▶ [Instructions to follow] Below, locate the line that contains "Where can you find the rocky cliff". Repeat exactly from that line to the line that contains "Phrase: person in background", inclusive, leaving out the pictures.

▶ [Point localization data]

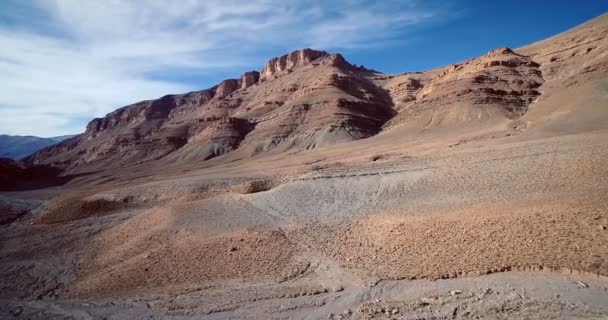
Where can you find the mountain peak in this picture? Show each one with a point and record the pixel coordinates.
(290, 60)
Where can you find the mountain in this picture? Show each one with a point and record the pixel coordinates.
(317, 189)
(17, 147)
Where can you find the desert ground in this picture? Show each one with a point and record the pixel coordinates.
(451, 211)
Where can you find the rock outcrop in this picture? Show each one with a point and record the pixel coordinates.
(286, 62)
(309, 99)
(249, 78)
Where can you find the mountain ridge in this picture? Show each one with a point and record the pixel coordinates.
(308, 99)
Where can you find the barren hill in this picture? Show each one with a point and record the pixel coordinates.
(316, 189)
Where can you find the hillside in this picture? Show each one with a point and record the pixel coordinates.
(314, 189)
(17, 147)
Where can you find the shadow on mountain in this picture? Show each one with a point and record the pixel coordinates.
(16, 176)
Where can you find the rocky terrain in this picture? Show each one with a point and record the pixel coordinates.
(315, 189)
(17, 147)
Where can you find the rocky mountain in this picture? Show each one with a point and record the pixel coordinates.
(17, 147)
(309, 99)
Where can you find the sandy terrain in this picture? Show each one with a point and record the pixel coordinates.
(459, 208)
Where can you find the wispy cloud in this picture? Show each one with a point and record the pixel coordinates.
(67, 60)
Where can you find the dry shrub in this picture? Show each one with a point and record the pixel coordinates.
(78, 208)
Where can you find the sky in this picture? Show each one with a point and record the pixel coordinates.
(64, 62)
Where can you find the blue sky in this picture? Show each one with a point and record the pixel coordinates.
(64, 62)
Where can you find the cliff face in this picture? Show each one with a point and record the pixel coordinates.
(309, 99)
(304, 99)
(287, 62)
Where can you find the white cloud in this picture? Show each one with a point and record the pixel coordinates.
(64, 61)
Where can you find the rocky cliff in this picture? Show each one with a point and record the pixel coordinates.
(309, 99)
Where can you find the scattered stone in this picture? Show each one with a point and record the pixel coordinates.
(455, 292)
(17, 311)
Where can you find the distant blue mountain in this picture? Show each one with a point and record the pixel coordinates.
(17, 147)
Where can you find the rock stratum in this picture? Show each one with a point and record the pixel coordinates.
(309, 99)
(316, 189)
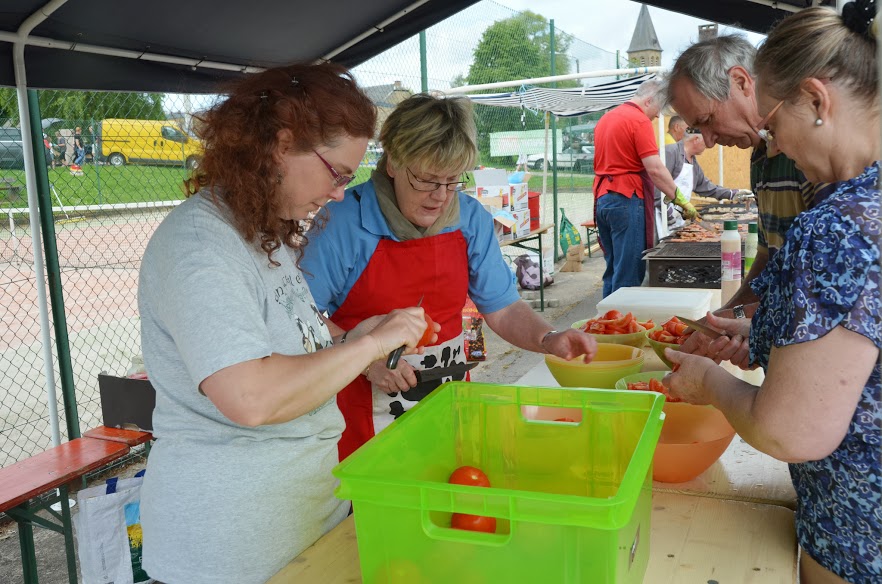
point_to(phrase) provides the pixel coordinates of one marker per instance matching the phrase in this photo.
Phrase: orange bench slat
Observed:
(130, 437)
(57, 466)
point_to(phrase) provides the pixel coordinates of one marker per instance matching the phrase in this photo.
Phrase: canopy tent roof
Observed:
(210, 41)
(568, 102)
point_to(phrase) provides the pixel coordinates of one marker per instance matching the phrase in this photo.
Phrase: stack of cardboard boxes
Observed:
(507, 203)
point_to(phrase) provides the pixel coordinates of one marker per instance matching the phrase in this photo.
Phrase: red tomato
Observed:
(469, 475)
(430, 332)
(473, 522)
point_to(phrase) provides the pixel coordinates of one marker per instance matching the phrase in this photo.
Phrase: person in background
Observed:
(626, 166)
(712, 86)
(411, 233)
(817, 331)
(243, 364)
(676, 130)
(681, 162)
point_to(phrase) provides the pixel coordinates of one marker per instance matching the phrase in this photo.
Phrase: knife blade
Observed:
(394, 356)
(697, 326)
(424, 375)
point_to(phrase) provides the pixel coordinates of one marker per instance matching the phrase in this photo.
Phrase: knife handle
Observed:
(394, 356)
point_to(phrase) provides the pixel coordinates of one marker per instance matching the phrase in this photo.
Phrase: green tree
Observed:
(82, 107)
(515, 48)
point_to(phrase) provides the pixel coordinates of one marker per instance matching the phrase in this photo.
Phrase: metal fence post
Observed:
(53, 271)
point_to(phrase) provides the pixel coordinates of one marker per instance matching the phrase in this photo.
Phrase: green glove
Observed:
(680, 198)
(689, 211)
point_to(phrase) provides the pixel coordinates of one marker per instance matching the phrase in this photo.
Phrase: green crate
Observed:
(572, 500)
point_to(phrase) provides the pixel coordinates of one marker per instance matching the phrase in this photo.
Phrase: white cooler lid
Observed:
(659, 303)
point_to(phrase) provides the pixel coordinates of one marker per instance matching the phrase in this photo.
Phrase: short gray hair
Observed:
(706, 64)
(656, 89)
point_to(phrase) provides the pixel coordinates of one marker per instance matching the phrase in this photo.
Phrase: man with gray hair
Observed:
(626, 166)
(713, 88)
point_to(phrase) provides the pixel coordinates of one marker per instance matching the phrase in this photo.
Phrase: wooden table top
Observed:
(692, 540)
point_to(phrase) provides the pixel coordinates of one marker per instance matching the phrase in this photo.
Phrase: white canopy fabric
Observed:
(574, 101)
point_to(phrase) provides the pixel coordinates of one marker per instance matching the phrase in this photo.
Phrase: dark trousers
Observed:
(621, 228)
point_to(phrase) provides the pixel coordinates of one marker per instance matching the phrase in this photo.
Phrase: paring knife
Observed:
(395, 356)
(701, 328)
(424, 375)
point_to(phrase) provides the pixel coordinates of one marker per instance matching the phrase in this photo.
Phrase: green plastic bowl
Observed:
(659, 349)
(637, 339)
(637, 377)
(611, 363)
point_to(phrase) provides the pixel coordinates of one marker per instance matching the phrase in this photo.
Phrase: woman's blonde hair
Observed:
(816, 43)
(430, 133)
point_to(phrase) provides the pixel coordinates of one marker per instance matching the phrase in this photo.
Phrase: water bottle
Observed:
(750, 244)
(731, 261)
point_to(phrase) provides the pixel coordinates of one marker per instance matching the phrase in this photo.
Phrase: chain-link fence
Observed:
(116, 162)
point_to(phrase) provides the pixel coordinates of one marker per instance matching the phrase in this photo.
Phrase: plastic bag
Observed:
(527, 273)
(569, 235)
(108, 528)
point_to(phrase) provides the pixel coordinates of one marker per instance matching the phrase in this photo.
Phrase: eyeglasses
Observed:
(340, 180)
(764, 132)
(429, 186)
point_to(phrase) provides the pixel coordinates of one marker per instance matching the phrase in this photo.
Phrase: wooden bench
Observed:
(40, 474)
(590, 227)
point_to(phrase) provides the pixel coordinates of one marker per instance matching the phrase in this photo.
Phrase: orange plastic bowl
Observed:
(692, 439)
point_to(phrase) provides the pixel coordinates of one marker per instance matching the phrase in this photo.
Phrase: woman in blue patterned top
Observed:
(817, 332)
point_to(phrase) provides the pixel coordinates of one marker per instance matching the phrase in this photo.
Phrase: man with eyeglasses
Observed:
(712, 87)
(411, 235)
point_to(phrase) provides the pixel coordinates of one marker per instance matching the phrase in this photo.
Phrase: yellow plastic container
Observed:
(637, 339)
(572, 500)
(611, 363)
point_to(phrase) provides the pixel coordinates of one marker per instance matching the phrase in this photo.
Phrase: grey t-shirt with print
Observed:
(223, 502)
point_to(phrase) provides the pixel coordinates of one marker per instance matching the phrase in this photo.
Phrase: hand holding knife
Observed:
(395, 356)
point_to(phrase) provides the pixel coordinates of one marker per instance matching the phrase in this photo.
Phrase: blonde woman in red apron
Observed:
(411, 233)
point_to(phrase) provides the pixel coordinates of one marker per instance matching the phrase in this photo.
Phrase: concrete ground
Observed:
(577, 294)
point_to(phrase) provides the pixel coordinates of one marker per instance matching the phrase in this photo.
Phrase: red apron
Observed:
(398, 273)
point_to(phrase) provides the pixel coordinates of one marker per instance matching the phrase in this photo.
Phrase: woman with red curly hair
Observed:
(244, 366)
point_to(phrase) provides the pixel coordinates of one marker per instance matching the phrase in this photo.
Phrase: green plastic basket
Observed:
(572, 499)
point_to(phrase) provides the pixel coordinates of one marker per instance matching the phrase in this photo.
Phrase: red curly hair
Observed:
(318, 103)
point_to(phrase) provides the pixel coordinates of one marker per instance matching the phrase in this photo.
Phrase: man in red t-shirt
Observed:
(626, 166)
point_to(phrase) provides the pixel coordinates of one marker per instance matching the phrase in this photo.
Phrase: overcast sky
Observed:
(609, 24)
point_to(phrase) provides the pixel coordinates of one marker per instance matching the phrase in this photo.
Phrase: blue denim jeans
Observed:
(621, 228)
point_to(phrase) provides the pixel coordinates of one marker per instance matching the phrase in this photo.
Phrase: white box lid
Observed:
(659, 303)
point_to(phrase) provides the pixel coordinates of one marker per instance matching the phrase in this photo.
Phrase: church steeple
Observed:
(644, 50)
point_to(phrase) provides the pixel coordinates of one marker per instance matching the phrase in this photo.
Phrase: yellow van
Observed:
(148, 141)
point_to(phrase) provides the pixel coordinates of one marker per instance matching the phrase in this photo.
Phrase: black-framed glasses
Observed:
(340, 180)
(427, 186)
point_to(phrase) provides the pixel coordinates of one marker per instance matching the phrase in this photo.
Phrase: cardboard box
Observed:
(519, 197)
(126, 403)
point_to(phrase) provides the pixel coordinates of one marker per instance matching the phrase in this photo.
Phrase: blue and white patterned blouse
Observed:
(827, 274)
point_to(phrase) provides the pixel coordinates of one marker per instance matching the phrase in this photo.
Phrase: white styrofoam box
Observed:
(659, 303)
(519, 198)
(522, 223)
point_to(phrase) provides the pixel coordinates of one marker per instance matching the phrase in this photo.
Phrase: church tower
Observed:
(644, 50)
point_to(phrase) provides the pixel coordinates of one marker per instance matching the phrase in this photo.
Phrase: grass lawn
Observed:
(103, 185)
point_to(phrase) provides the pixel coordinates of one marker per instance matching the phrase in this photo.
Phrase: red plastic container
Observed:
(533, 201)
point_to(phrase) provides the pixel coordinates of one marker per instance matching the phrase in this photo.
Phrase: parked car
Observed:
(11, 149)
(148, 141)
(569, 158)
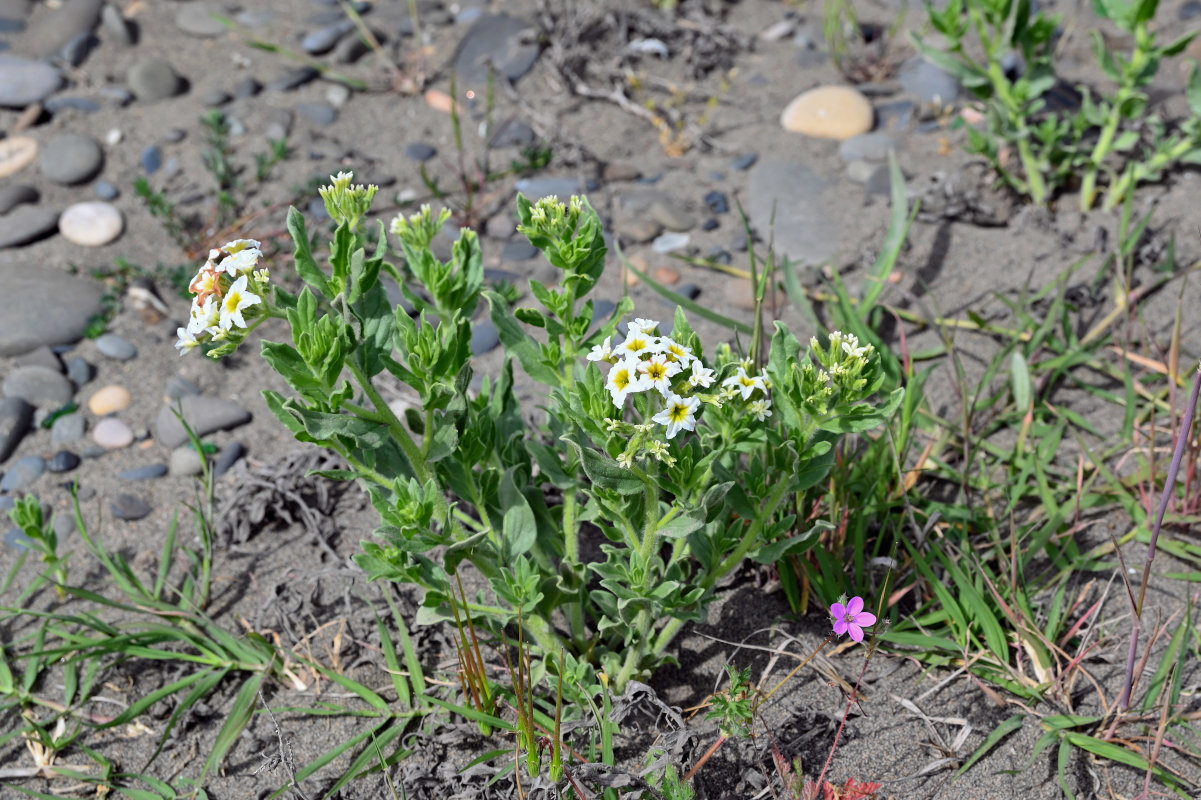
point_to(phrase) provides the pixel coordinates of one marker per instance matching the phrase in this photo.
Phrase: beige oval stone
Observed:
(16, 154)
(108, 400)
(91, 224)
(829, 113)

▶ [Finished task]
Where can you find the rocky cliff in this picture? Show each one with a point and record the pixel coordinates.
(309, 99)
Where can you find the scattered stone in this picture? Show each one with a point and record the pixel coordinates.
(455, 292)
(17, 311)
Where can you find the distant blue mountain in this picture? Show each one with a point and record the pixel coordinates.
(17, 147)
Where can you find the rock stratum in this picture? Show each one with a point and record the pixel coordinates.
(309, 99)
(316, 189)
point_to(phrase) provides the pixel coordinates of one marker per instance matching the phrase in this photo.
Phrase: orange bench slat
Observed:
(130, 437)
(57, 466)
point_to(phrase) provides the pixel coordinates of one marker per instance matching the phrase in this photo.
Phrase: canopy tent roof
Observed:
(210, 41)
(568, 102)
point_to(phrase) provides the pixel coordinates of one marker per instance matching the phrase in this photo.
Phrase: stack of cardboard boxes
Observed:
(507, 203)
point_to(phrase) provides the pixel coordinates of one marker per instance matching the phrase in this photo.
Phrase: red tomato
Observed:
(469, 475)
(430, 332)
(473, 522)
point_to(phrase) provides the pixel coordinates of one marker per instance matching the phrase in this photo.
Phrase: person in background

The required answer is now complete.